UNITED STATES
SECURITIES AND EXCHANGE COMMISSION
WASHINGTON, D.C. 20549
FORM 8-K
CURRENT REPORT
Pursuant to Section 13 or 15(d) of
the Securities Exchange Act of 1934
Date of Report: July 28, 2009
(Date of earliest event reported)
Card Activation Technologies, Inc.
(Exact name of registrant as specified in its charter)
Delaware (State or other jurisdiction of incorporation or organization) | 0-25474 (Commission File Number) | 20-5769015 (I.R.S. Employer Identification Number) |
7038 E. 5th Avenue
Scottsdale, AZ 85251
(Address of principal executive offices, including zip code)
(949) 466-1534
(Registrant's telephone number, including area code)
Check the appropriate box below if the Form 8-K filing is intended to simultaneously satisfy the filing obligation of the registrant under any of the following provisions (see General Instruction A.2. below):
o Written communications pursuant to Rule 425 under the Securities Act (17 CFR 230.425)
o Soliciting material pursuant to Rule 14a-12 under the Exchange Act (17 CFR 240.14a-12)
o Pre-commencement communications pursuant to Rule 14d-2(b) under the Exchange Act (17 CFR 240.14d-2(b))
o Pre-commencement communications pursuant to Rule 13e-4(c) under the Exchange Act (17 CFR 240.13e-4(c))
Item 8.01 Other Events.
The involuntary bankruptcy petition against Card Activation Technologies, Inc.'s (“Card” or the “Company”) largest stockholder, MedCom USA, Inc. ("MedCom"), was dismissed on July 28, 2009.
As previously reported on Form 8-K dated June 12, 2009, Card has entered into a settlement agreement with Michael De La Garza. The settlement agreement became final and effective on August 11, 2009, when the deadline for objecting to the bankruptcy court's order dismissing the involuntary bankruptcy petition against MedCom USA, Inc. had passed, making the bankruptcy court's order final.
Mr. De La Garza has affirmed in writing that he holds no position with Card, whether as an officer, a director or otherwise, and he has resigned from any such position(s) to the extent he could be said to hold any such position(s).
Likewise, both William P. Williams and Michael Malet have affirmed in writing that they hold no positions with Card, whether as an officer, director or otherwise, and further resigned from any such position to the extent they could be said to hold any such position.

## DATA ROWS
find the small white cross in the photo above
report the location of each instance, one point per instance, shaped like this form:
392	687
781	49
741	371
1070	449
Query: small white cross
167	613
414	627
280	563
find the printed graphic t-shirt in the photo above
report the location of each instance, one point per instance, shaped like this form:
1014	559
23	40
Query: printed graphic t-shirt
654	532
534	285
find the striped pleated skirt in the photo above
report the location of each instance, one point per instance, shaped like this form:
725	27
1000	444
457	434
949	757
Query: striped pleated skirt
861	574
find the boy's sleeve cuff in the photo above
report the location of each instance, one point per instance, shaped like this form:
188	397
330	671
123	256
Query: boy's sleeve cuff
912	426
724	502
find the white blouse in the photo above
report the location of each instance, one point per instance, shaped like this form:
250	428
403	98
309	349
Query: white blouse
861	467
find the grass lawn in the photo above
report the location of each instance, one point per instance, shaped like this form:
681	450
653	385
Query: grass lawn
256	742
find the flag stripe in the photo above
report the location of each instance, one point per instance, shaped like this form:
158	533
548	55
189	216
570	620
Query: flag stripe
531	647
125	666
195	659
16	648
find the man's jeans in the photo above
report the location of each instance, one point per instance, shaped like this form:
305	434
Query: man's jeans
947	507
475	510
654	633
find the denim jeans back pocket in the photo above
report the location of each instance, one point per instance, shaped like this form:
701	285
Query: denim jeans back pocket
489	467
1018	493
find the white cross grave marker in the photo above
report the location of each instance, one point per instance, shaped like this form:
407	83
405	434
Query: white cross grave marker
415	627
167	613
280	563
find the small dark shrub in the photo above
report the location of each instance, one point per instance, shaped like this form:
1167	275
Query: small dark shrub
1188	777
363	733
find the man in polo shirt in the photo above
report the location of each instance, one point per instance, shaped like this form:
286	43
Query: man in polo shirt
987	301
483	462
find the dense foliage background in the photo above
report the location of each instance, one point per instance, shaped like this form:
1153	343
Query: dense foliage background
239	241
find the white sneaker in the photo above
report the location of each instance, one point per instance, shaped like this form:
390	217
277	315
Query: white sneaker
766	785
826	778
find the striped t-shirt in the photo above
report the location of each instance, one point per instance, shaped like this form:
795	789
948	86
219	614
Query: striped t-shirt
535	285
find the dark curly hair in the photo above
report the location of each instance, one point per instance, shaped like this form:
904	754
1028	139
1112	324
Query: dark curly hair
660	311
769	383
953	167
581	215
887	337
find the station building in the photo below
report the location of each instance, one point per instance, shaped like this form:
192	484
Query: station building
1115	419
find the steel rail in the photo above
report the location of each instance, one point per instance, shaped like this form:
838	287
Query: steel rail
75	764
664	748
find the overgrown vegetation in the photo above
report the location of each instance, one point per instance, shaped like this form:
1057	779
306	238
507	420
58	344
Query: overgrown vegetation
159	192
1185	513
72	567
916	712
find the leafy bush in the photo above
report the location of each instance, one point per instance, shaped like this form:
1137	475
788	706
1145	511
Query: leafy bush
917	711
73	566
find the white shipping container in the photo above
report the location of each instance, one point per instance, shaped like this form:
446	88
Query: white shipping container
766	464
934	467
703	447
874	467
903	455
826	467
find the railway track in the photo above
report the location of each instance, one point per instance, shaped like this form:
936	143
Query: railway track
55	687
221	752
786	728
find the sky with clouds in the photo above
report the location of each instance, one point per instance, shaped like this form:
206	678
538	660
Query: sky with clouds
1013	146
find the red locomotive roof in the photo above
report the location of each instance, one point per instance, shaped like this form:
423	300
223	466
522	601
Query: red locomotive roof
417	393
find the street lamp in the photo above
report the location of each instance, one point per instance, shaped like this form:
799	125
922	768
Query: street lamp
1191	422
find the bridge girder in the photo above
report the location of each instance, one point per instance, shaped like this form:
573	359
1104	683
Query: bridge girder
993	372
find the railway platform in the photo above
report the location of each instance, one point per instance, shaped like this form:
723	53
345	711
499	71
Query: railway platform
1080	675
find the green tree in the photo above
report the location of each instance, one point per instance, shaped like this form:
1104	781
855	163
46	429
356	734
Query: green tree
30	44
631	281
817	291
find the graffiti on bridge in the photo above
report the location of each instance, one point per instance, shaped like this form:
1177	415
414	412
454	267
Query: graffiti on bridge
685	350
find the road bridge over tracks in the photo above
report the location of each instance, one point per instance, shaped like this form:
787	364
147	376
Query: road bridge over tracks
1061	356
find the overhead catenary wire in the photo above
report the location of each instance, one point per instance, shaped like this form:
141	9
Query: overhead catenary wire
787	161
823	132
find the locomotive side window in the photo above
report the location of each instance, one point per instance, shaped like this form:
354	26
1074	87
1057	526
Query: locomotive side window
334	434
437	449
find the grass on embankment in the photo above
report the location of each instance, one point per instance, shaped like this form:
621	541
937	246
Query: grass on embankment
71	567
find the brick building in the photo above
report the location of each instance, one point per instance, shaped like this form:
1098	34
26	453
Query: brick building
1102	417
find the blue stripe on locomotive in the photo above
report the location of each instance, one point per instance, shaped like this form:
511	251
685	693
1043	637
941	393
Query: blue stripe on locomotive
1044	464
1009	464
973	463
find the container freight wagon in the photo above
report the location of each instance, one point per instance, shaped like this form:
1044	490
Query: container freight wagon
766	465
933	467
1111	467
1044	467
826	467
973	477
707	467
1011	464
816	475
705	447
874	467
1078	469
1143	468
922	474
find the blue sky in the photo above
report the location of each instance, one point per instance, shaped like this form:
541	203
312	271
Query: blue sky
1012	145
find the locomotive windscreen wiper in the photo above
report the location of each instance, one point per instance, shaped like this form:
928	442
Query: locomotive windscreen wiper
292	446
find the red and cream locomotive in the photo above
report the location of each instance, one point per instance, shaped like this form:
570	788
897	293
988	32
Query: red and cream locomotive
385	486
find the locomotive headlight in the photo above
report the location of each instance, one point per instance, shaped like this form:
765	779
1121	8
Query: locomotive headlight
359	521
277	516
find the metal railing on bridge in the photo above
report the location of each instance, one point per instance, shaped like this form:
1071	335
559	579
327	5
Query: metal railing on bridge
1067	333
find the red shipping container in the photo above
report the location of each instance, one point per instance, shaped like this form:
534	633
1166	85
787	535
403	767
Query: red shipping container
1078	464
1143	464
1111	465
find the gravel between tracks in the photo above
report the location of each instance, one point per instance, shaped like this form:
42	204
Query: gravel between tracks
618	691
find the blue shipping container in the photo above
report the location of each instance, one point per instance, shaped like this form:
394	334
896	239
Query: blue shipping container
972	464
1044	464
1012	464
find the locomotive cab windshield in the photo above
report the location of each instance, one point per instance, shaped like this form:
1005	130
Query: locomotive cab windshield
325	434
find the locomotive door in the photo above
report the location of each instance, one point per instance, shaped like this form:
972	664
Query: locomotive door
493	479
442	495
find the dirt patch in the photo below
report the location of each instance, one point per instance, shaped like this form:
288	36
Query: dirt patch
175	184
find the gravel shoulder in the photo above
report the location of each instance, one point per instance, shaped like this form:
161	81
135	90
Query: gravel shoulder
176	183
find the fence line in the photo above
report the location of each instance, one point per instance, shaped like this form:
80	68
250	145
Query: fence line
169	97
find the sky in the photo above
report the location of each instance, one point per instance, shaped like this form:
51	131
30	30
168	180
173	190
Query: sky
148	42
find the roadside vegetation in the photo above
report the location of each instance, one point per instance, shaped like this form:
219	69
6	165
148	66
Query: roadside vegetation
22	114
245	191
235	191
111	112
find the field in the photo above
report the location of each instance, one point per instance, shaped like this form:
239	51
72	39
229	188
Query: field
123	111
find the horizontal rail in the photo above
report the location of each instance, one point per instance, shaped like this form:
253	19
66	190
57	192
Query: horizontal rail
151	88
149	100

## DIRECTIVES
1: In the Form 8-K above, on what date was the involuntary bankruptcy petition against MedCom USA, Inc. dismissed?
2: Please copy the records verbatim, beginning at the line that contains "find the sky in the photo above" and stopping after the last line of the records.

## ANSWERS FOR THIS EXERCISE
1: July 28, 2009

2:
find the sky in the photo above
report the location of each instance, one point per instance, shaped like this form:
51	131
30	30
168	180
173	190
Query: sky
148	42
find the roadside vegetation in the photo above
report the location of each instance, one point per instance, shaped like this form:
219	69
6	165
148	66
Query: roadside vegetation
22	114
245	191
235	191
111	112
find the field in the photo above
report the location of each instance, one point per instance, shaped like this form:
239	51
72	39
229	188
Query: field
123	111
find the horizontal rail in the photo above
report the location of each instance, one point per instance, shaped like this form:
253	19
66	190
57	192
Query: horizontal rail
151	88
149	100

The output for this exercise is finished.